→ Text block

--- begin ---

Noisy Channel Coding Theorem

Let E denote the efficiency of an error-correcting code: the ratio of the number of data bits to the total number of bits used to represent them. If the efficiency is less than the capacity of the digital channel, an error-correcting code exists that has the property that as the length of the code increases, the probability of an error occurring in the decoded block approaches zero.

\[\forall E,E< C:\left ( \lim_{N\rightarrow \infty } Pr[block\; error]=0\right )\]

Converse to the Noisy Channel Coding Theorem

If E > C, the probability of an error in a decoded block must approach one regardless of the code that might be chosen.

\[\lim_{N\rightarrow \infty } Pr[block\; error]=1\]

These results mean that it is possible to transmit digital information over a noisy channel (one that introduces errors) and receive the information without error if the code is sufficiently inefficient compared to the channel's characteristics. Generally, a channel's capacity changes with the signal-to-noise ratio: As one increases or decreases, so does the other. The capacity measures the overall error characteristics of a channel—the smaller the capacity the more frequently errors occur—and an overly efficient error-correcting code will not build in enough error correction capability to counteract channel errors.

--- end ---

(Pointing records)
--- begin ---

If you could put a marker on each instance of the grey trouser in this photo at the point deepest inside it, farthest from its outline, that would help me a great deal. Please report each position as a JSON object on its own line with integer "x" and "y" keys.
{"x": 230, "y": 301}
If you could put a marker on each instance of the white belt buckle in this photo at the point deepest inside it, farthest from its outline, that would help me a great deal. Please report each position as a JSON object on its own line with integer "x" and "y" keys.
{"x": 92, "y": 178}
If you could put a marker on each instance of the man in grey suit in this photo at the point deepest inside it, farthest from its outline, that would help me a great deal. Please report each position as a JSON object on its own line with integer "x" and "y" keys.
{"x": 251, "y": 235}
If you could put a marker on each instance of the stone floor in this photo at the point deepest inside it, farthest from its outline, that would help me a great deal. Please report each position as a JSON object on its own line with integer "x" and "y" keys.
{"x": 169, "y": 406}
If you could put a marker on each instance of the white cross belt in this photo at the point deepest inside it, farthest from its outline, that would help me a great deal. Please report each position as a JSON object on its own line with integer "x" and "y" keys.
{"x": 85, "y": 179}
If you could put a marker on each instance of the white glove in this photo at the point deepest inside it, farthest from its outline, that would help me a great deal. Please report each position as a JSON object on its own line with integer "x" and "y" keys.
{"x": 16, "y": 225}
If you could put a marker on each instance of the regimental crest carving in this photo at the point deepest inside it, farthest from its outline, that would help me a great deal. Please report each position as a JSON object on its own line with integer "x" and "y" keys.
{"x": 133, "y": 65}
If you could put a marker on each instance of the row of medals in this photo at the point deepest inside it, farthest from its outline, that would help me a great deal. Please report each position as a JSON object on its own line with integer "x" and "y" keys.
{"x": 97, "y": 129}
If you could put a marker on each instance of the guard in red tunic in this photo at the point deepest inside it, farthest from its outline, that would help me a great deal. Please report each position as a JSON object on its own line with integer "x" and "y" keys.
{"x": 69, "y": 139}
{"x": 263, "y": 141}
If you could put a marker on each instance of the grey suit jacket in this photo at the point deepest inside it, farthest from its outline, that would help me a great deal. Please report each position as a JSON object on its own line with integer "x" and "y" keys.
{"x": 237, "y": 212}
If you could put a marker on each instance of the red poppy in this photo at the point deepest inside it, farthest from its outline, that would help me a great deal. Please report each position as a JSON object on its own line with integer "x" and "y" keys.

--- end ---

→ Tasks for this exercise
a) Name every single capital letter used as a symbol in the formulas of the coding theorem text.
b) Select each line of the listing that contains the string "crest".
The text and the listing have nothing to do with each other.

→ Task results
a) E, C, N

b)
If you could put a marker on each instance of the regimental crest carving in this photo at the point deepest inside it, farthest from its outline, that would help me a great deal. Please report each position as a JSON object on its own line with integer "x" and "y" keys.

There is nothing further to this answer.